> **Excerpt provided**:
::::

Poured paperworks: a brief chronology

I began working in the poured paper medium in 1986 after visiting the Dieu Donne paper studio in New York. While watching the movements of the paper artisans, I had an”aha” moment. This is what I should pursue in Japan. After returning to Kyoto, I immediately contacted my local paper shop proprietor, and they introduced me to their family paper mill in Imadate, Echizen. I have worked there ever since.

Title:

Biwako Blue

This is the first large-scale landscape screen I made in Echizen.  I made large paper patterns to control the flow of the washi fiber.  I discovered that by doing this, I could work on each panel individually and have a composition flow consistently from one panel to the next after drying.  I made numerous colors and poured them over a dark paper ground, which acted like an underpainting and made the colors appear more vibrant.  It was a way of extending what I had learned about painting into the paper medium.  I was attracted to the texture and “voice” of paper fibers such as mulberry and mitsumata for their feather-like qualities that can be layered.  Within the patterned areas, I improvised shapes.  But in the end, an arresting image of changing light and rolling clouds was my ultimate goal.  The scene is of Chikubushima, a sacred island located in Lake Biwa.

::::

> **Study questions**:
- A) List every geographic place name that appears in the poured paperworks chronology, in the order each first occurs.
- B) Reproduce word for word the stretch of the poured paperworks chronology from "Biwako Blue" through "in Lake Biwa.".

::::

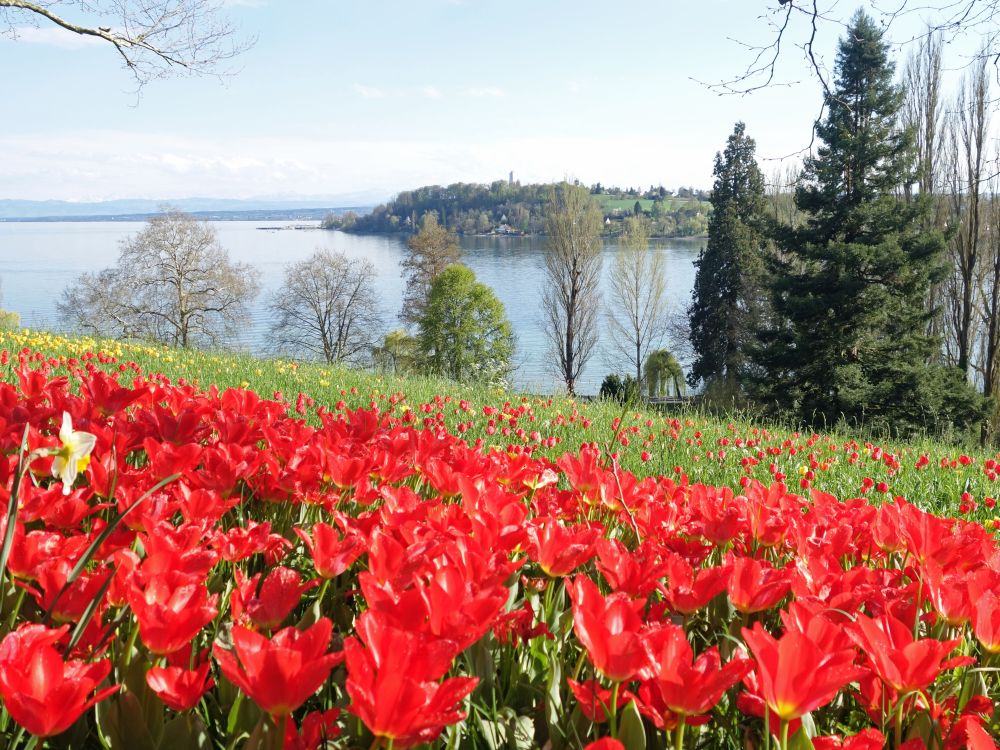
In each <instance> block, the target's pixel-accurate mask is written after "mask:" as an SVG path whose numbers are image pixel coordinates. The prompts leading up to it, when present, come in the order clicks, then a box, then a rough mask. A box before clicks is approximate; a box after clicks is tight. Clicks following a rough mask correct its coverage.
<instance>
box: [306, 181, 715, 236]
mask: <svg viewBox="0 0 1000 750" xmlns="http://www.w3.org/2000/svg"><path fill="white" fill-rule="evenodd" d="M554 188H555V185H553V184H548V183H541V184H531V185H522V184H521V183H520V182H514V181H512V180H497V181H495V182H492V183H490V184H489V185H486V184H480V183H465V182H458V183H455V184H453V185H448V186H444V187H442V186H440V185H427V186H424V187H420V188H417V189H416V190H406V191H403V192H402V193H400V194H399V195H397V196H396V197H395V198H394V199H393V200H391V201H389V202H388V203H384V204H382V205H379V206H376V207H375V209H374V210H373V211H372V212H371V213H370V214H366V215H364V216H359V215H357V214H353V213H347V214H345V215H343V216H329V217H327V219H326V220H325V221H324V222H323V226H324V228H326V229H341V230H343V231H347V232H358V233H392V232H414V231H416V228H418V227H419V225H420V221H421V219H422V218H423V217H424V215H426V214H428V213H431V212H433V213H435V214H436V215H437V218H438V222H439V223H440V224H441V226H443V227H445V228H446V229H447V230H449V231H451V232H455V233H456V234H464V235H487V234H489V235H515V236H516V235H524V234H541V233H544V231H545V222H546V209H547V207H548V206H549V205H550V204H551V200H552V193H553V190H554ZM589 192H590V194H591V195H592V196H593V197H594V200H595V201H596V203H597V205H598V206H599V208H600V210H601V212H602V214H603V216H602V221H603V222H604V224H603V226H604V233H605V234H607V235H618V234H621V233H622V232H623V231H624V220H625V219H626V218H627V217H629V216H637V215H643V216H645V217H646V218H647V219H648V221H649V229H650V234H651V236H654V237H695V236H701V235H704V234H705V232H706V231H707V229H708V214H709V212H710V211H711V204H710V203H709V202H708V194H707V193H706V192H705V191H701V190H694V189H693V188H680V189H679V190H678V191H677V192H676V193H675V192H674V191H672V190H667V189H666V188H664V187H662V186H660V187H652V186H651V187H650V188H648V189H646V190H642V189H639V188H627V189H624V190H623V189H621V188H608V187H604V186H602V185H601V184H600V183H597V184H595V185H593V186H591V187H590V188H589Z"/></svg>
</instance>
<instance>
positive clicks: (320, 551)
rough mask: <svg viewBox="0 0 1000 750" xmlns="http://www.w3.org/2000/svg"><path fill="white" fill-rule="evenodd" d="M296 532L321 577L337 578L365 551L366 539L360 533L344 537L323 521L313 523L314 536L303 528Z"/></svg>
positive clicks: (312, 531)
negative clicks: (303, 528) (341, 535)
mask: <svg viewBox="0 0 1000 750" xmlns="http://www.w3.org/2000/svg"><path fill="white" fill-rule="evenodd" d="M295 533H296V534H298V535H299V538H300V539H302V541H303V542H305V543H306V547H308V548H309V554H310V555H312V558H313V567H314V568H315V569H316V574H317V575H318V576H319V577H320V578H336V577H337V576H339V575H340V574H341V573H343V572H344V571H345V570H347V569H348V568H349V567H351V565H352V564H353V563H354V561H355V560H357V559H358V558H359V557H360V556H361V554H362V553H363V552H364V551H365V540H364V539H363V538H362V537H361V535H360V534H358V533H348V534H345V535H344V536H343V537H341V536H340V534H339V533H337V531H336V529H334V528H333V527H332V526H330V525H329V524H327V523H323V522H322V521H320V522H318V523H315V524H313V527H312V538H310V537H309V535H308V534H307V533H306V532H305V531H303V530H302V529H299V528H296V529H295Z"/></svg>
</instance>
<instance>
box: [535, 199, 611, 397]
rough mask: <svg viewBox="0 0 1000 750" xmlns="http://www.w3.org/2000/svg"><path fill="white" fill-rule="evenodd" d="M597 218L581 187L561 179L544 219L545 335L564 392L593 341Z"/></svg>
mask: <svg viewBox="0 0 1000 750" xmlns="http://www.w3.org/2000/svg"><path fill="white" fill-rule="evenodd" d="M602 226H603V224H602V217H601V212H600V209H598V208H597V204H596V203H594V201H593V199H592V198H591V197H590V195H589V194H588V192H587V190H586V188H580V187H577V186H574V185H570V184H568V183H566V182H562V183H560V184H558V185H556V186H555V187H554V188H553V190H552V195H551V198H550V206H549V211H548V214H547V216H546V220H545V234H546V238H545V291H544V293H543V297H542V309H543V311H544V312H543V316H544V323H545V335H546V337H547V338H548V340H549V343H550V345H551V346H552V349H553V353H554V355H555V361H556V363H557V371H558V374H559V377H560V378H561V379H562V381H563V382H564V383H565V384H566V390H567V391H568V392H569V393H570V395H574V394H575V392H576V381H577V379H578V378H579V377H580V373H581V372H583V368H584V367H585V366H586V364H587V362H588V360H589V359H590V357H591V355H592V354H593V352H594V346H595V345H596V344H597V315H598V311H599V309H600V302H601V290H600V282H601V228H602Z"/></svg>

::::

> **Written answers**:
- A) New York, Japan, Kyoto, Imadate, Echizen, Chikubushima, Lake Biwa

- B)
Biwako Blue

This is the first large-scale landscape screen I made in Echizen.  I made large paper patterns to control the flow of the washi fiber.  I discovered that by doing this, I could work on each panel individually and have a composition flow consistently from one panel to the next after drying.  I made numerous colors and poured them over a dark paper ground, which acted like an underpainting and made the colors appear more vibrant.  It was a way of extending what I had learned about painting into the paper medium.  I was attracted to the texture and “voice” of paper fibers such as mulberry and mitsumata for their feather-like qualities that can be layered.  Within the patterned areas, I improvised shapes.  But in the end, an arresting image of changing light and rolling clouds was my ultimate goal.  The scene is of Chikubushima, a sacred island located in Lake Biwa.